Given exercise. Rewrite the data as a numbered list, leaving out blank lines. Begin at the line that contains "the black picture" and stop after the line that contains "column 619, row 193", including no other lines.

○ ○ ○

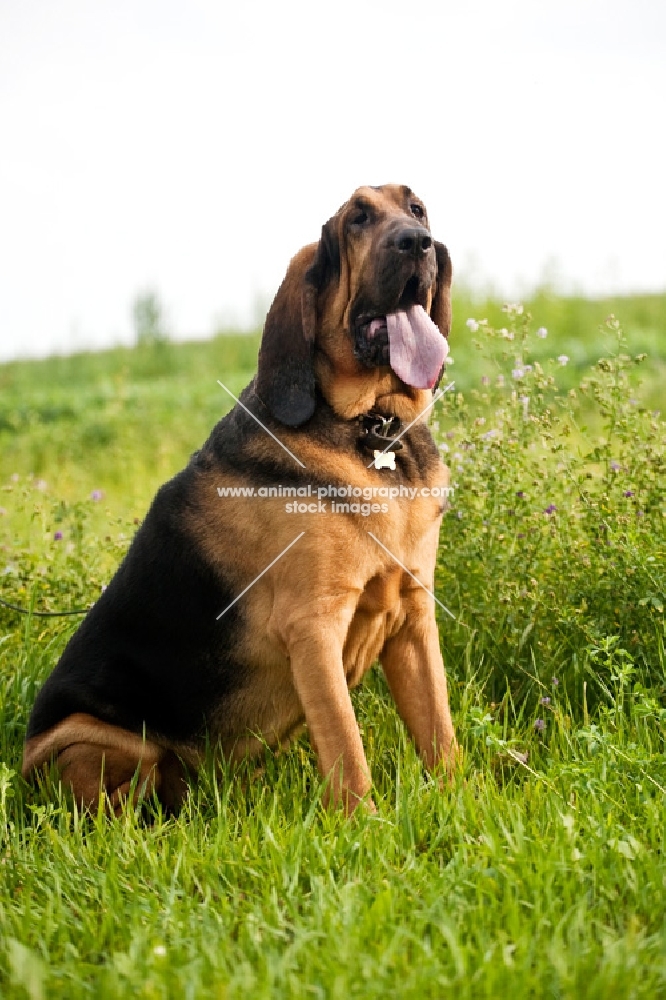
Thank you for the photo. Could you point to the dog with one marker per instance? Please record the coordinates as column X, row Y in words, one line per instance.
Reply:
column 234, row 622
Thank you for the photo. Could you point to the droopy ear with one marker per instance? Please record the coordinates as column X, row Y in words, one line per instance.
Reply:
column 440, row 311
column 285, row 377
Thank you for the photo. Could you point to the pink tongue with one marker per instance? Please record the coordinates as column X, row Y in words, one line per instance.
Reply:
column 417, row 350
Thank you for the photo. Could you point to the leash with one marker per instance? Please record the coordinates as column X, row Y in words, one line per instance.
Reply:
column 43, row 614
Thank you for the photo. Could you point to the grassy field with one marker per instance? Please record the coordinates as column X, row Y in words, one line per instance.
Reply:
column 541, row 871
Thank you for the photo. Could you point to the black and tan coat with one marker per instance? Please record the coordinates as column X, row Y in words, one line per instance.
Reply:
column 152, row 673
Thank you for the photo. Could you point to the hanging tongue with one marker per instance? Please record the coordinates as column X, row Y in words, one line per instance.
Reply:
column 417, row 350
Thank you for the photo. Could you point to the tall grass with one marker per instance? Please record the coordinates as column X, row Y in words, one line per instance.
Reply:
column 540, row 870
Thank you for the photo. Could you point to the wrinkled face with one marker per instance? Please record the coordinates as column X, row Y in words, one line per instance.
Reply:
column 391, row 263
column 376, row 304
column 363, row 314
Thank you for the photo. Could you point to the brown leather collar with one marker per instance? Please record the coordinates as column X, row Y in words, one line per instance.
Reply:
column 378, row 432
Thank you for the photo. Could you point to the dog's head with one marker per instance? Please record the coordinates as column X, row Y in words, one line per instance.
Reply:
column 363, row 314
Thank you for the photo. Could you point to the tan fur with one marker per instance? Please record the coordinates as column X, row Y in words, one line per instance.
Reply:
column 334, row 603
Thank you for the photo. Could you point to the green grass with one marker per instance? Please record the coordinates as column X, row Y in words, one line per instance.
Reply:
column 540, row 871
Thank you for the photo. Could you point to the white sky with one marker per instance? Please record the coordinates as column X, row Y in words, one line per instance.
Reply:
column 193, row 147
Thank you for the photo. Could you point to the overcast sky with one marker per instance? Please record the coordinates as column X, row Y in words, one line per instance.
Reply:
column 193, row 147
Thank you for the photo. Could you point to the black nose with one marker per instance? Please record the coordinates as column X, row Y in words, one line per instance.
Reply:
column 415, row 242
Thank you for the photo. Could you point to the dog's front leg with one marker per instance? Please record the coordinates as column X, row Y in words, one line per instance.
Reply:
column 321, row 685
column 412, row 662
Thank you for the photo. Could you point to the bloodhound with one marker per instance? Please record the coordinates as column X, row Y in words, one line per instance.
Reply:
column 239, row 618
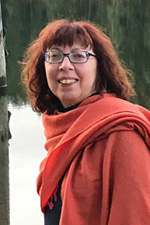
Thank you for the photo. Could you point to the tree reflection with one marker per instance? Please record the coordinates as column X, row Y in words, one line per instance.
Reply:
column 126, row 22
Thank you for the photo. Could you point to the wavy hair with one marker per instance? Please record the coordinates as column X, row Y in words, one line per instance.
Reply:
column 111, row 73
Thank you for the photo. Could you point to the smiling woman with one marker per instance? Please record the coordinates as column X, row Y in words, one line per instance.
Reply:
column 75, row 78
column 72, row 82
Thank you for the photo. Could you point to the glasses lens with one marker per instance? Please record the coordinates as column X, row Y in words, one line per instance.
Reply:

○ ○ ○

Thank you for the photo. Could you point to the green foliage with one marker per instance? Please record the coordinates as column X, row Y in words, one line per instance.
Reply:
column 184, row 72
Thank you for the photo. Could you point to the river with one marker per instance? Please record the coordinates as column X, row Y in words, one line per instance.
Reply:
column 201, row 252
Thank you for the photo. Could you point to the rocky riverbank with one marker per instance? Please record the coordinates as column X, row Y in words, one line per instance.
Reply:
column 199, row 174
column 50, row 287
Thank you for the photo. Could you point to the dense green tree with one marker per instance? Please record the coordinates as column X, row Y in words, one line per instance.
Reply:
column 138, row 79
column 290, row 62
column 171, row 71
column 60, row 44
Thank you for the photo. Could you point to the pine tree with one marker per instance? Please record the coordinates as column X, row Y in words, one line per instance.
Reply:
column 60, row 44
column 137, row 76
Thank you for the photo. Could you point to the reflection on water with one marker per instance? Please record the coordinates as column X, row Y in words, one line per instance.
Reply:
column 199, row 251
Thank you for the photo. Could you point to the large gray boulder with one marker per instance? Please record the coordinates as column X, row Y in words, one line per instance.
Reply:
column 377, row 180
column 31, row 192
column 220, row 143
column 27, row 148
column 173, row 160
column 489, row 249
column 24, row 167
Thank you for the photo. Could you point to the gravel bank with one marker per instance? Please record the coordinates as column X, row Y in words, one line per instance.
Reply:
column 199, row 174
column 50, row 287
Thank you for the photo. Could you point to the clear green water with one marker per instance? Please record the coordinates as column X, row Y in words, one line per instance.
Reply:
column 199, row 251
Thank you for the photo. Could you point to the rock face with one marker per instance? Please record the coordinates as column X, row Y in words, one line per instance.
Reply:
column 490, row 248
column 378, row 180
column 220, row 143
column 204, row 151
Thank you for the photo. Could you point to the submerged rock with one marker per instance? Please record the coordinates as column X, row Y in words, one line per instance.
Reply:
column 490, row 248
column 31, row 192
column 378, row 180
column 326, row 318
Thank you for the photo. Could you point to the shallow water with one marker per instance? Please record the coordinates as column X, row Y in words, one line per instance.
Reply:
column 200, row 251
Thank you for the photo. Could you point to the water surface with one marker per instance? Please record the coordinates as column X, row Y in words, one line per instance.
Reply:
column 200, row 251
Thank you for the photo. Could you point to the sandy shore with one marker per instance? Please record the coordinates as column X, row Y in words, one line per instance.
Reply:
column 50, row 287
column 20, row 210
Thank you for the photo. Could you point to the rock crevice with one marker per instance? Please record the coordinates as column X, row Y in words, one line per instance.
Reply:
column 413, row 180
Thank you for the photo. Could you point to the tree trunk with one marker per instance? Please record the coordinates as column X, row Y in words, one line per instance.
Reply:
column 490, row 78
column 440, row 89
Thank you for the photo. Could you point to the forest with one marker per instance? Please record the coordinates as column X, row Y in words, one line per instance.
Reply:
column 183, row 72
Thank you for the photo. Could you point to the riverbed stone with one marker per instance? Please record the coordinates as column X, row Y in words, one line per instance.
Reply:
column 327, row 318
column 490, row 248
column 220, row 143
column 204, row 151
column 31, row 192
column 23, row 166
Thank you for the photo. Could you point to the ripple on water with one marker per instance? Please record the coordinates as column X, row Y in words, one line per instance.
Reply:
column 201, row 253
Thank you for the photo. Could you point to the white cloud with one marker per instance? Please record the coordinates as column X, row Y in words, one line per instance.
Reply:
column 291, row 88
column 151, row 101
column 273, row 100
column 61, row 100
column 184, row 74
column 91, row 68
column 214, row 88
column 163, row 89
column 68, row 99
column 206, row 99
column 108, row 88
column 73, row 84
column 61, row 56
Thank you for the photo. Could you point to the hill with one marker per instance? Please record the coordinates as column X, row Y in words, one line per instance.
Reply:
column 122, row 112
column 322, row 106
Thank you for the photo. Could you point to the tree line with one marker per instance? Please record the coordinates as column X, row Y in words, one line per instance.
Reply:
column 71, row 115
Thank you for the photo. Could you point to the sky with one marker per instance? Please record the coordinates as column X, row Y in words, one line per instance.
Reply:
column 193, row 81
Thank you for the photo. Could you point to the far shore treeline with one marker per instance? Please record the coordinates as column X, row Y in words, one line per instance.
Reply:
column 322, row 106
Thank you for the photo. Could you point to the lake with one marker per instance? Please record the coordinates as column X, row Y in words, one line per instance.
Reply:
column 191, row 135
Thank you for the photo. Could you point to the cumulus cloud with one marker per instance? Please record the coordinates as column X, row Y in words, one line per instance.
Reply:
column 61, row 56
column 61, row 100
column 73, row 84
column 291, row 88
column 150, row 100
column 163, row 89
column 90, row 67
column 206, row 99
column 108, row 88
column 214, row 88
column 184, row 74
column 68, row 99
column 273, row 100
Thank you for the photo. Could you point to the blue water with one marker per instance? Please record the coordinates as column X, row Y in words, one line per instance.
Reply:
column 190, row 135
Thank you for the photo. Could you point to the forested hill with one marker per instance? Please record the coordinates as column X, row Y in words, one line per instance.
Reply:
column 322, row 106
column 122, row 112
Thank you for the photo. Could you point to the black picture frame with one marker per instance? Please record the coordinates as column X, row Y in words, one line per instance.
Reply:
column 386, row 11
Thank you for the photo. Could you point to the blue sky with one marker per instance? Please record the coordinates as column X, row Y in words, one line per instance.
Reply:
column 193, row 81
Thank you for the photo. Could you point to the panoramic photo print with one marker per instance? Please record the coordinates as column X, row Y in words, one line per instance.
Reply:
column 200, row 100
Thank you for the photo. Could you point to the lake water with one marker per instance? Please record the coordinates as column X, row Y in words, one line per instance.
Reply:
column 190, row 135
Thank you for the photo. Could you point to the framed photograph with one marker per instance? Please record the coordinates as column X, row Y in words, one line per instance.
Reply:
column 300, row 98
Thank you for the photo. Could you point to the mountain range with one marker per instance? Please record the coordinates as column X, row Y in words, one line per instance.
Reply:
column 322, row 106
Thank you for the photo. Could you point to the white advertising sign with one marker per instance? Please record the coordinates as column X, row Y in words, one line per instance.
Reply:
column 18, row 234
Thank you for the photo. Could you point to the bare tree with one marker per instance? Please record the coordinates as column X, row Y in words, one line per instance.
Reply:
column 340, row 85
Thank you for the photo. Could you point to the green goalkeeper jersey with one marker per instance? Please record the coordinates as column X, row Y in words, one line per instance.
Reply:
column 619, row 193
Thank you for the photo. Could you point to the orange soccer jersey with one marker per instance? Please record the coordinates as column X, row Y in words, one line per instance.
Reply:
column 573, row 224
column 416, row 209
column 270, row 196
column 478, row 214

○ ○ ○

The answer.
1. Thank you for the photo. Could you point to the black picture frame with one marker per instance? Please record the coordinates as column X, row Y in words, one line per instance.
2. Reply:
3. column 386, row 11
4. Thank you for the photo. Could you point to the blue sky with one marker per instance? Please record the coordinates as column X, row Y in words, one line per instance.
5. Reply:
6. column 193, row 81
7. Thank you for the photo. Could you point to the panoramic photo print with one marker per instance? Please record the coordinates as column X, row Y in words, one line per instance.
8. Reply:
9. column 200, row 100
10. Thank you for the photo. Could you point to the lake water with one marker per instance? Please record the coordinates as column X, row Y in words, one line per instance.
11. Reply:
12. column 190, row 135
13. Thank you for the photo. Could you point to the framed photograph with one marker per instance? Please record the coordinates as column X, row Y in words, one line per instance.
14. Reply:
15. column 300, row 98
16. Thank you for the photo. Could you point to the mountain range with one marker per instance? Please record the coordinates as column X, row Y in words, one line per instance.
17. Reply:
18. column 322, row 106
19. Thank you for the photo. Could you point to the white advertising sign with one marker per instance? Please record the coordinates as column X, row Y in words, one line per instance.
20. Reply:
21. column 18, row 234
22. Thank you for the photo. Could you point to the bare tree with one marker per instance? Please record the coordinates as column X, row Y in words, one line per instance.
23. Reply:
24. column 340, row 85
25. Thank you for the photo. Could you point to the green goalkeeper jersey with one marker per instance? Please record the coordinates as column X, row Y in words, one line per instance.
26. Reply:
27. column 619, row 193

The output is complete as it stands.